The listing below should be copied in full, word for word.

========================================

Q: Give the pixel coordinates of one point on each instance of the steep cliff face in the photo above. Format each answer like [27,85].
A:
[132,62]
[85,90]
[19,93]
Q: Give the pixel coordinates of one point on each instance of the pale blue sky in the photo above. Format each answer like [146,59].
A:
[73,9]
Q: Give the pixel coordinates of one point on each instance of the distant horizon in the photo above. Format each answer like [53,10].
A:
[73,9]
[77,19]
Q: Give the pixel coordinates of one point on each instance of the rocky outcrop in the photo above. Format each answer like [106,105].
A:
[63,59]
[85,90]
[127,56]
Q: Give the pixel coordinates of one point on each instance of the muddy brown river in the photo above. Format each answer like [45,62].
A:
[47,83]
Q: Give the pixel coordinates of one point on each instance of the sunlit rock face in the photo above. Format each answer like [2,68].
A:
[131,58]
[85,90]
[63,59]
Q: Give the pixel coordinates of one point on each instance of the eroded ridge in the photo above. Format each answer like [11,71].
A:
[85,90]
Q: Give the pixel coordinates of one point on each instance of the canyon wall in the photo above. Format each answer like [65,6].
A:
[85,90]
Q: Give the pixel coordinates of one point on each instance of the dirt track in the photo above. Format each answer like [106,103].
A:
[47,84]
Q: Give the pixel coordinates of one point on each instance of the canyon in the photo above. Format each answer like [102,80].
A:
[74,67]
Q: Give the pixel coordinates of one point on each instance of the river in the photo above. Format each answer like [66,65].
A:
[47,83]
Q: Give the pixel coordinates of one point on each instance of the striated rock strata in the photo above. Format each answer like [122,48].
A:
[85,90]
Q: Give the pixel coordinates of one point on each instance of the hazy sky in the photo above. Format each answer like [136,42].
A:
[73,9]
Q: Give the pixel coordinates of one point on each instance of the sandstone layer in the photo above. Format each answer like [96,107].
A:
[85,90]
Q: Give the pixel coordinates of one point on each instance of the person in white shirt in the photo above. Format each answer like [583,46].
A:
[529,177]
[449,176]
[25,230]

========================================

§ Solved problem:
Q: Give the pixel coordinates of one point on each instance of the steep cliff face in the photo above. Format each answer like [27,85].
A:
[132,62]
[85,90]
[19,93]
Q: Give the pixel coordinates of one point on each instance of the pale blue sky in the photo above. Format each answer like [146,59].
A:
[73,9]
Q: Give the pixel coordinates of one point on each instance of the distant horizon in the photo above. Format each answer like [53,10].
A:
[73,9]
[77,19]
Q: Give the pixel coordinates of one point on each instance of the rocky outcrop in the photo above. Format each answer like [106,105].
A:
[63,59]
[85,90]
[127,56]
Q: Give the pixel coordinates of one point on each instance of the muddy brown river in the photo above. Format each answer like [45,62].
A:
[47,83]
Q: Give the pixel coordinates of one point on each instance of the sunlit rock face in the photo above. Format each answer like [2,68].
A:
[131,58]
[85,90]
[63,59]
Q: Give the pixel coordinates of one point on each instance of the eroded ridge in the photo above. Format each answer like [11,71].
A:
[85,90]
Q: Give the pixel coordinates of one point on each instance of the canyon wall in the photo above. Format each answer like [65,6].
A:
[85,90]
Q: Give the pixel coordinates of one point on each instance of the dirt track in the photo above. Format each answer like [106,103].
A:
[47,84]
Q: Give the pixel coordinates of one point on each instance of the canyon in the photo above. Format each answer like [102,80].
A:
[74,67]
Q: Give the pixel coordinates of one point on each instance of the river in the photo above. Format each answer like [66,65].
A:
[47,83]
Q: Give the pixel coordinates of one point on each instance of the striated rock strata in the photo above. Format each answer like [122,48].
A:
[85,90]
Q: Give the pixel coordinates of one point on each instance of the hazy sky in the photo above. Format each answer like [136,42].
A:
[73,9]
Q: Give the pixel coordinates of one point on each instance of the sandstone layer in the photo above. Format each answer like [96,107].
A:
[85,90]
Q: Give the pixel coordinates of one point on each instance of the person in white shirt in the photo above. Format each answer like [583,46].
A:
[529,177]
[449,176]
[25,230]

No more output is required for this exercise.